## EXCERPT PROVIDED
Lab 0: Environment Setup#
Introduction#
In Lab 0, you need to prepare the environment for future development. You should install the target toolchain, and use them to build a bootable image for rpi3.
Goals of this lab#
Set up the development environment.
Understand what’s cross-platform development.
Test your rpi3.
Important
This lab is an introductory lab.
It won’t be part of your final grade, but you still need to finish all todo
parts,
or you’ll be in trouble in the next lab.
Cross-Platform Development#
Cross Compiler#
Rpi3 uses ARM Cortex-A53 CPU. To compile your source code to 64-bit ARM machine code, you need a cross compiler if you develop on a non-ARM64 environment.
Todo
Install a cross compiler on your host computer.
Linker#
You might not notice the existence of linkers before.
It’s because the compiler uses the default linker script for you. (ld --verbose
to check the content)
In bare-metal programming, you should set the memory layout yourself.
This is an incomplete linker script for you. You should extend it in the following lab.
1SECTIONS
2{
3 . = 0x80000;
4 .text : { *(.text) }
5}
QEMU#
In cross-platform development, it’s easier to validate your code on an emulator first. You can use QEMU to test your code first before validating them on a real rpi3.
Warning
Although QEMU provides a machine option for rpi3, it doesn’t behave the same as a real rpi3. You should validate your code on your rpi3, too.
Todo
Install qemu-system-aarch64
.
From Source Code to Kernel Image#
You have the basic knowledge of the toolchain for cross-platform development. Now, it’s time to practice them.
From Source Code to Object Files#
Source code is converted to object files by a cross compiler.
After saving the following assembly as a.S
,
you can convert it to an object file by aarch64-linux-gnu-gcc -c a.S
.
Or if you would like to, you can also try llvm’s linker clang -mcpu=cortex-a53 --target=aarch64-rpi3-elf -c a.S
,
especially if you are trying to develop on macOS.

## DATA SECTION
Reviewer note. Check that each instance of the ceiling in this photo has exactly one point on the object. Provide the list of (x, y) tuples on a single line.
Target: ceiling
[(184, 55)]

## WHAT YOU WILL DO
Write the next part of the Raspberry Pi 3 environment setup lab, picking up right after its last sentence.

## EXPECTED OUTPUT
.section ".text"
_start:
wfe
b _start
From Object Files to ELF#
A linker links object files to an ELF file. An ELF file can be loaded and executed by program loaders. Program loaders are usually provided by the operating system in a regular development environment. In bare-metal programming, ELF can be loaded by some bootloaders.
To convert the object file from the previous step to an ELF file,
you can save the provided linker script as linker.ld
, and run the following command.
# On GNU LD
aarch64-linux-gnu-ld -T linker.ld -o kernel8.elf a.o
# On LLVM
ld.lld -m aarch64elf -T linker.ld -o kernel8.elf a.o
From ELF to Kernel Image#
Rpi3’s bootloader can’t load ELF files.
Hence, you need to convert the ELF file to a raw binary image.
You can use objcopy
to convert ELF files to raw binary.
aarch64-linux-gnu-objcopy -O binary kernel8.elf kernel8.img
# Or
llvm-objcopy --output-target=aarch64-rpi3-elf -O binary kernel8.elf kernle8.img
Check on QEMU#
After building, you can use QEMU to see the dumped assembly.
qemu-system-aarch64 -M raspi3b -kernel kernel8.img -display none -d in_asm
Todo
Build your first kernel image, and check it on QEMU.
Deploy to REAL Rpi3#
Flash Bootable Image to SD Card#
To prepare a bootable image for rpi3, you have to prepare at least the following stuff.
An FAT16/32 partition contains
Firmware for GPU.
Kernel image.(kernel8.img)
There are two ways to do it.
We already prepared a bootable image.
You can use the following command to flash it to your SD card.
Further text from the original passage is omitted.